### TEXT
Re: Regex performance issue - Mailing list pgsql-performance

From Oleg Bartunov
Subject Re: Regex performance issue
Date
Msg-id Pine.LNX.4.64.0612031003400.16338@sn.sai.msu.ru
Whole thread Raw
In response to Re: Regex performance issue  ("Alexandru Coseru" <alexandru.coseru@totaltelecom.ro>)
List pgsql-performance
On Sun, 3 Dec 2006, Alexandru Coseru wrote:

> Hello..
>
> I have never used tsearch2  , but at a first glance , i would not see any
> major improvement , because the main advantage of tsearch is the splitting in
> words of a phrase..
> But here , i only have one word  (no spaces).

Oh, yes, I was confused :) What if you consider you prefix as
1.2.3.4.5.6, then you could try our contrib/ltree module.


Oleg


>
>
> Regards
>   Alex
> ----- Original Message ----- From: "Oleg Bartunov" <oleg@sai.msu.su>
> To: "Alexandru Coseru" <alexandru.coseru@totaltelecom.ro>
> Cc: "Dave Dutcher" <dave@tridecap.com>; <pgsql-performance@postgresql.org>
> Sent: Saturday, December 02, 2006 10:54 PM
> Subject: Re: [PERFORM] Regex performance issue
>
>
>> I may miss something but I'd use tsearch2. Check
>> intdict dictionary for basic idea -
>> http://www.sai.msu.su/~megera/wiki/Gendict
>>
>> Oleg
>> On Sat, 2 Dec 2006, Alexandru Coseru wrote:
>>
>>> Hello...
>>>
>>> I cannot use LIKE , because the order of the match is reversed.

### DATA LINES
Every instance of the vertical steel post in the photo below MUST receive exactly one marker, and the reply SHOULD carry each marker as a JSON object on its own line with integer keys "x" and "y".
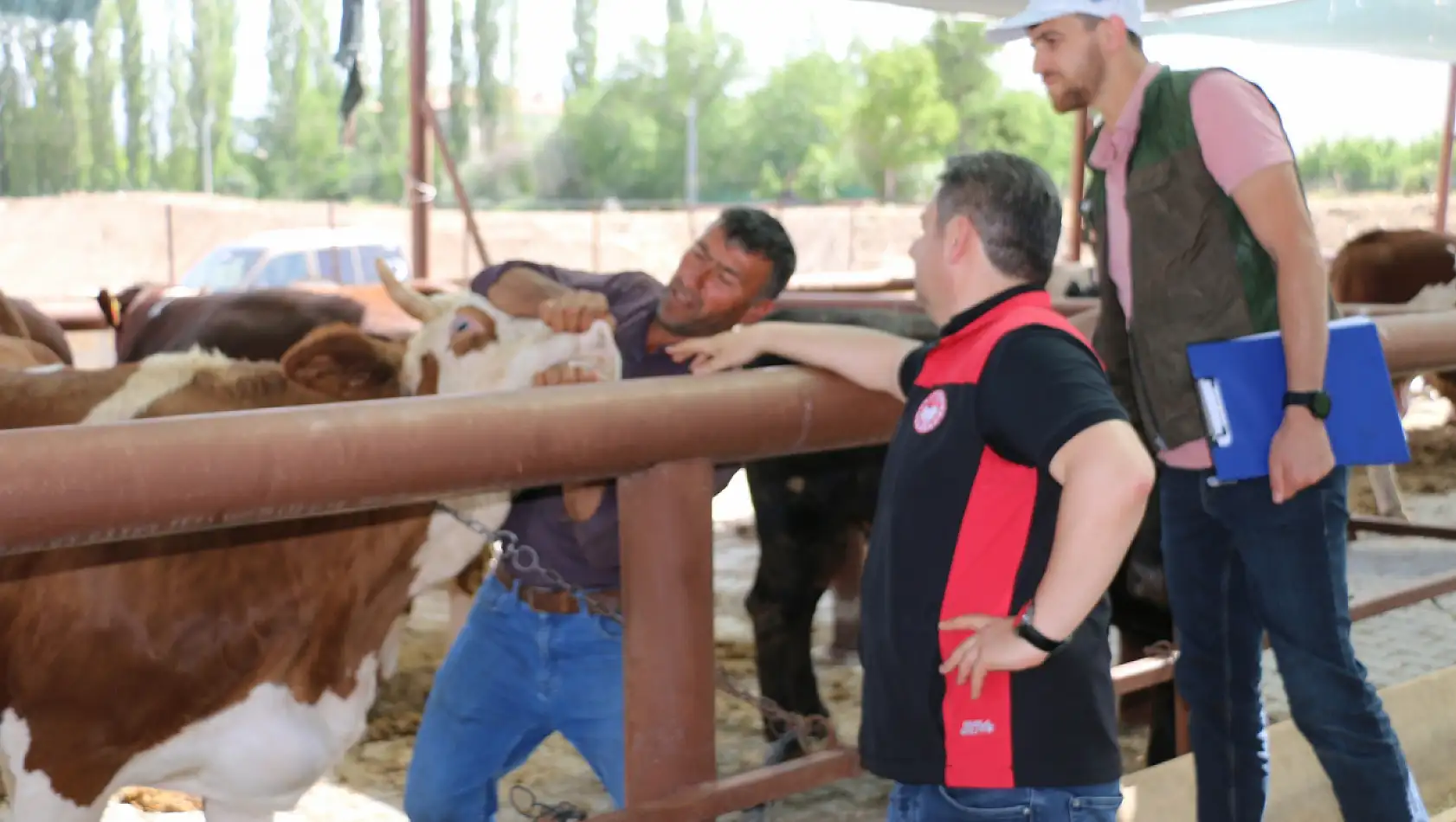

### STATED GOAL 1
In the thread, which module does Oleg Bartunov suggest if the prefix is treated as 1.2.3.4.5.6?
### STATED GOAL 2
List every distinct email address that appears in the thread.
### STATED GOAL 3
Write out the passage of the thread between "From Oleg Bartunov" and "of a phrase..", inclusive.

### RESULT 1
The contrib/ltree module.

### RESULT 2
alexandru.coseru@totaltelecom.ro
oleg@sai.msu.su
dave@tridecap.com
pgsql-performance@postgresql.org

### RESULT 3
From Oleg Bartunov
Subject Re: Regex performance issue
Date
Msg-id Pine.LNX.4.64.0612031003400.16338@sn.sai.msu.ru
Whole thread Raw
In response to Re: Regex performance issue  ("Alexandru Coseru" <alexandru.coseru@totaltelecom.ro>)
List pgsql-performance
On Sun, 3 Dec 2006, Alexandru Coseru wrote:

> Hello..
>
> I have never used tsearch2  , but at a first glance , i would not see any
> major improvement , because the main advantage of tsearch is the splitting in
> words of a phrase..